When you reach the line containing "Query: wolf's ear" in the entries below, please begin setting down lines exactly, stop only after the last one, and add nothing else.

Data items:
+++
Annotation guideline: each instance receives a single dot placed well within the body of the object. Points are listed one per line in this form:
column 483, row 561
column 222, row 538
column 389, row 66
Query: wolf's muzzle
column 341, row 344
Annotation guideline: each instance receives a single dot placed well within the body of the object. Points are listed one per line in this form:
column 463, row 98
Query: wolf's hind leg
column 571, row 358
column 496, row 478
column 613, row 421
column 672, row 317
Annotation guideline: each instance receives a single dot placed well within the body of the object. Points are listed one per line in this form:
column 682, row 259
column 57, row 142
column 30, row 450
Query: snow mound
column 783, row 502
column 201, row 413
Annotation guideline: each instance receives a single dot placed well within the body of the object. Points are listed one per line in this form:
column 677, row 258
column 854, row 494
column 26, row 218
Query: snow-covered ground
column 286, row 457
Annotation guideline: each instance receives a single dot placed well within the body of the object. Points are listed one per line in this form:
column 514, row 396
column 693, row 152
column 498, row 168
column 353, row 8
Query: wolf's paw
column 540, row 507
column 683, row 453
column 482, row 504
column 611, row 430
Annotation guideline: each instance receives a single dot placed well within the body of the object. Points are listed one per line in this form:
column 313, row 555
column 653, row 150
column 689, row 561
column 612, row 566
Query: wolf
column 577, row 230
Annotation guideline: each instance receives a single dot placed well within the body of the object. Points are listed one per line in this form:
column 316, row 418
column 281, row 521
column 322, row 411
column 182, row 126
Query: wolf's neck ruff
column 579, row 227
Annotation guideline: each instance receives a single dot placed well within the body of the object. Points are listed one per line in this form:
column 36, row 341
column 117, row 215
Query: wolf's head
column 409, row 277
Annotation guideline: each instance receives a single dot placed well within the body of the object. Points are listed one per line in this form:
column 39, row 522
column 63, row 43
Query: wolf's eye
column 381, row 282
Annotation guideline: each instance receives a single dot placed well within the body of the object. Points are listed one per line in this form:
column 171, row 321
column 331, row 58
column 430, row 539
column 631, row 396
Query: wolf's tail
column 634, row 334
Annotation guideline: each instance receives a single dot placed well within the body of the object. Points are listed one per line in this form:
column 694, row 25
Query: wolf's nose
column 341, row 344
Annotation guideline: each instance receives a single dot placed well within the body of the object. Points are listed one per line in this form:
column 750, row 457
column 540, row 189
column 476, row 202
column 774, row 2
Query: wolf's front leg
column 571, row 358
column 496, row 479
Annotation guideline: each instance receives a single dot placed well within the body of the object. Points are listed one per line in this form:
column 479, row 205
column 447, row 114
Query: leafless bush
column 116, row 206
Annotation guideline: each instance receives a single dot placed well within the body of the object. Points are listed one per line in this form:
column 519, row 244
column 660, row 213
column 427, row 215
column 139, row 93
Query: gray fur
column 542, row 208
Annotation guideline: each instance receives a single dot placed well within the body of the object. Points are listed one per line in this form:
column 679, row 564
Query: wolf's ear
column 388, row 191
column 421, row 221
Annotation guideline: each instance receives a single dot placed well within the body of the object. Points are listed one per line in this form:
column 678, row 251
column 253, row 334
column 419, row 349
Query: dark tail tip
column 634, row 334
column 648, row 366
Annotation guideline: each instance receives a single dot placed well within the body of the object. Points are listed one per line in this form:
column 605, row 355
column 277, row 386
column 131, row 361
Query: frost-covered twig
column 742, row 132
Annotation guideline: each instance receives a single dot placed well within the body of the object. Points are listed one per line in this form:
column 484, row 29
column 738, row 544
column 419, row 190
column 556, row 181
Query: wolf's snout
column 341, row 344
+++
RESPONSE FOR THIS EXERCISE:
Query: wolf's ear
column 388, row 191
column 421, row 221
Annotation guideline: each instance receives a single dot placed well within the body of the object. Points are listed one per line in this form:
column 678, row 251
column 253, row 334
column 419, row 349
Query: dark tail tip
column 634, row 334
column 648, row 366
Annotation guideline: each instance receives a single dot placed well within the body of the object. Points are listed one per line in this form:
column 605, row 355
column 277, row 386
column 131, row 361
Query: frost-covered twig
column 742, row 132
Annotation guideline: each instance receives a single dot placed well within the body of the object. Points are listed one per line in this form:
column 484, row 29
column 738, row 544
column 419, row 190
column 556, row 181
Query: wolf's snout
column 341, row 344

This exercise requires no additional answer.